◆ **What is needed**:
Your task is to write out exactly the lines from the line containing "row: office building" through the end of the records, inclusive at both ends.

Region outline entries
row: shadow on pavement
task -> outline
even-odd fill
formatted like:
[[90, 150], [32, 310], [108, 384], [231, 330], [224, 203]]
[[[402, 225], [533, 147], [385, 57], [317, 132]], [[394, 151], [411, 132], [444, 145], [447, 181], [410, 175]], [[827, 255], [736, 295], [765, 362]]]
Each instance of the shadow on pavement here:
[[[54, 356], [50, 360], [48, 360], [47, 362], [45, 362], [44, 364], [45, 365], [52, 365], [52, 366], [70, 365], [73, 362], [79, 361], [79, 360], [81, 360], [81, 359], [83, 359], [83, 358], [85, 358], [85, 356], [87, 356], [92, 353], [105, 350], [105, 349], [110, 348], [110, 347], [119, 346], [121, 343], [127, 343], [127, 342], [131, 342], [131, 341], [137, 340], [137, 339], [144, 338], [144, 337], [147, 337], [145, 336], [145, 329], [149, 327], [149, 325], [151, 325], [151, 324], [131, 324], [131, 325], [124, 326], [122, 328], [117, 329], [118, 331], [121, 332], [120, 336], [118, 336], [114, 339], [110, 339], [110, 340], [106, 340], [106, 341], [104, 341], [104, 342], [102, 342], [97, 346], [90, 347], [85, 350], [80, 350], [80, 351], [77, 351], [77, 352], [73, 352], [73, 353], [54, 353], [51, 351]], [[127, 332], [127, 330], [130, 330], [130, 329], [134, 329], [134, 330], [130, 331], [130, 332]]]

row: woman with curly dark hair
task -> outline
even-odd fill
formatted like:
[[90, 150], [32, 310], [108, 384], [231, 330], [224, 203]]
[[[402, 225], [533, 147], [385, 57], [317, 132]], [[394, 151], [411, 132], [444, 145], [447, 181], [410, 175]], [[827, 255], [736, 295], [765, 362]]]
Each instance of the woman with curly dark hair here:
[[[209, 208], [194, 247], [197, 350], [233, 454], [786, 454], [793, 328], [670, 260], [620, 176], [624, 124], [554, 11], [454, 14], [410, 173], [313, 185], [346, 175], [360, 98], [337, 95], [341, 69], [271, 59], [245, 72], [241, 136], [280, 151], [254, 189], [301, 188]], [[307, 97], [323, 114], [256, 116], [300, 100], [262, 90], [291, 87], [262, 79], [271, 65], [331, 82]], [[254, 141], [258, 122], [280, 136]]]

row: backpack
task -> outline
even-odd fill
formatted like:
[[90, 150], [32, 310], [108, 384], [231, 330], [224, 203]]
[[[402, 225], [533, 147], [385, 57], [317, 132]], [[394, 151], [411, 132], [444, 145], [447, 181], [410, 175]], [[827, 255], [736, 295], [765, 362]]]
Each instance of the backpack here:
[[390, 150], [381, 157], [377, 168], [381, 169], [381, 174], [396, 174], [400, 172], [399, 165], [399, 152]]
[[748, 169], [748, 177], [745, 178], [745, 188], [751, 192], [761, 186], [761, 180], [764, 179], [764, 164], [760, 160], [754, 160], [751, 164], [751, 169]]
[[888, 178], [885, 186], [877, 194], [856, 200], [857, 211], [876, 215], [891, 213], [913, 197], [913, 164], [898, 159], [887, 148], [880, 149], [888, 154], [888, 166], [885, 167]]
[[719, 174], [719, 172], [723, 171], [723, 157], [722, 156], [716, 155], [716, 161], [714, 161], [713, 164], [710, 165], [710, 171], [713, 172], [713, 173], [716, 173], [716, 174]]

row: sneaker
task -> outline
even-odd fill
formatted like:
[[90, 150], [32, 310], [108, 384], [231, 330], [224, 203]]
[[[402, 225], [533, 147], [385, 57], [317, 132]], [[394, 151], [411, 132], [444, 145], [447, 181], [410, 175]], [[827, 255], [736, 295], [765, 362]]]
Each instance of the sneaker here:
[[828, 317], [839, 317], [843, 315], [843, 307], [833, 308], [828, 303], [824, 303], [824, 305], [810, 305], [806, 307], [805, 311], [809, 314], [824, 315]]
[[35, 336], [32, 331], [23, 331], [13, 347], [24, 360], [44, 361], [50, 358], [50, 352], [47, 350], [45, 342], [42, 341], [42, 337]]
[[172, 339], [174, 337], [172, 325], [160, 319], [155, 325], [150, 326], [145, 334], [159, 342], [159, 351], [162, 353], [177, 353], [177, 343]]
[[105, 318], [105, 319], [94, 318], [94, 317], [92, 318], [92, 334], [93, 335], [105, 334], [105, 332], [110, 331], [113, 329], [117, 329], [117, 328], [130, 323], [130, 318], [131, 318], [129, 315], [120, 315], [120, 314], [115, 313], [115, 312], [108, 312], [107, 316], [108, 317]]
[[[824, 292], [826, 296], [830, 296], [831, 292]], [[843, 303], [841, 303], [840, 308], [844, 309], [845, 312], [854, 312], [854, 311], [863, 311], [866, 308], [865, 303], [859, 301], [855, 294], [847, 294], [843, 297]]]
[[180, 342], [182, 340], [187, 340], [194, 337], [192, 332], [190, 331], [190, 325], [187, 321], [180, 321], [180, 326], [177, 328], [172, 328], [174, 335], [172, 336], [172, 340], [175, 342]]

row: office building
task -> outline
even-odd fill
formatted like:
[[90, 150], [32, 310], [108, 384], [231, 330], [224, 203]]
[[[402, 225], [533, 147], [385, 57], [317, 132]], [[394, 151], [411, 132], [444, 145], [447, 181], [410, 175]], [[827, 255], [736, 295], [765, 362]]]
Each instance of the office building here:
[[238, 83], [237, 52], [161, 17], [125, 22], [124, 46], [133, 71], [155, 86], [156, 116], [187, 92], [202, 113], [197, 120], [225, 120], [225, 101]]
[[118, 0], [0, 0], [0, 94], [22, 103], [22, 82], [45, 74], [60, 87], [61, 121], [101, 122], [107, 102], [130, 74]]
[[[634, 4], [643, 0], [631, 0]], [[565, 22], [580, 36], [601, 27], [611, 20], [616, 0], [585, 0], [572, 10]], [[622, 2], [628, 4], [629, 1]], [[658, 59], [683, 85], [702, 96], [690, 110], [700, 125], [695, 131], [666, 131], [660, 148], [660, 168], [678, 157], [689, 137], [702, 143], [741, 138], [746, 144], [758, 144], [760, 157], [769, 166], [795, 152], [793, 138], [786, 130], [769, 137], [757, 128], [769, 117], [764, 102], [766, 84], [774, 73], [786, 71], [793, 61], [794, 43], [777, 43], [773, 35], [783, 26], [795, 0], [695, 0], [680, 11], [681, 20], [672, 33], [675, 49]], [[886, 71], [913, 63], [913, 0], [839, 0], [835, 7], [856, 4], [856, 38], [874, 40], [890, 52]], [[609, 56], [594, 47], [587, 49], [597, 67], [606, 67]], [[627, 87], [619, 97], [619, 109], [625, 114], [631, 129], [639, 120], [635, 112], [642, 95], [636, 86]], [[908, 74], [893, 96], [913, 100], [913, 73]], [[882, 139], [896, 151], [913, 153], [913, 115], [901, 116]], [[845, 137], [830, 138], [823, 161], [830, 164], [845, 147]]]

◆ **Reply to the exercise**:
row: office building
task -> outline
even-odd fill
formatted like:
[[90, 150], [32, 310], [108, 384], [231, 330], [224, 203]]
[[[402, 225], [533, 147], [385, 57], [317, 132]], [[394, 151], [411, 132], [444, 145], [447, 181], [410, 175]], [[827, 255], [736, 295], [765, 362]]]
Each instance of the office building here:
[[238, 83], [237, 52], [161, 17], [125, 22], [124, 46], [133, 71], [155, 86], [156, 116], [187, 92], [202, 113], [197, 120], [225, 120], [225, 101]]
[[118, 0], [0, 0], [0, 94], [22, 103], [22, 82], [45, 74], [60, 87], [61, 121], [101, 122], [107, 102], [130, 74]]
[[[634, 4], [643, 0], [631, 0]], [[565, 22], [580, 36], [601, 27], [611, 20], [616, 0], [585, 0], [572, 10]], [[622, 2], [628, 4], [629, 1]], [[658, 59], [683, 85], [702, 96], [690, 110], [700, 125], [695, 131], [666, 131], [660, 148], [660, 168], [678, 157], [689, 137], [702, 143], [741, 138], [746, 144], [758, 144], [760, 157], [769, 166], [795, 152], [793, 138], [786, 130], [769, 137], [757, 128], [769, 117], [764, 102], [766, 84], [774, 73], [786, 71], [793, 61], [794, 43], [777, 43], [773, 35], [783, 26], [795, 0], [695, 0], [680, 11], [681, 20], [672, 33], [675, 49]], [[886, 71], [913, 63], [913, 0], [839, 0], [835, 7], [856, 4], [856, 38], [874, 40], [890, 52]], [[609, 56], [594, 47], [587, 49], [597, 67], [606, 67]], [[627, 87], [619, 97], [619, 109], [625, 114], [631, 129], [639, 120], [635, 112], [642, 95], [636, 86]], [[908, 74], [893, 96], [913, 100], [913, 73]], [[882, 139], [896, 151], [913, 153], [913, 115], [901, 116]], [[845, 137], [830, 138], [823, 161], [830, 164], [845, 147]]]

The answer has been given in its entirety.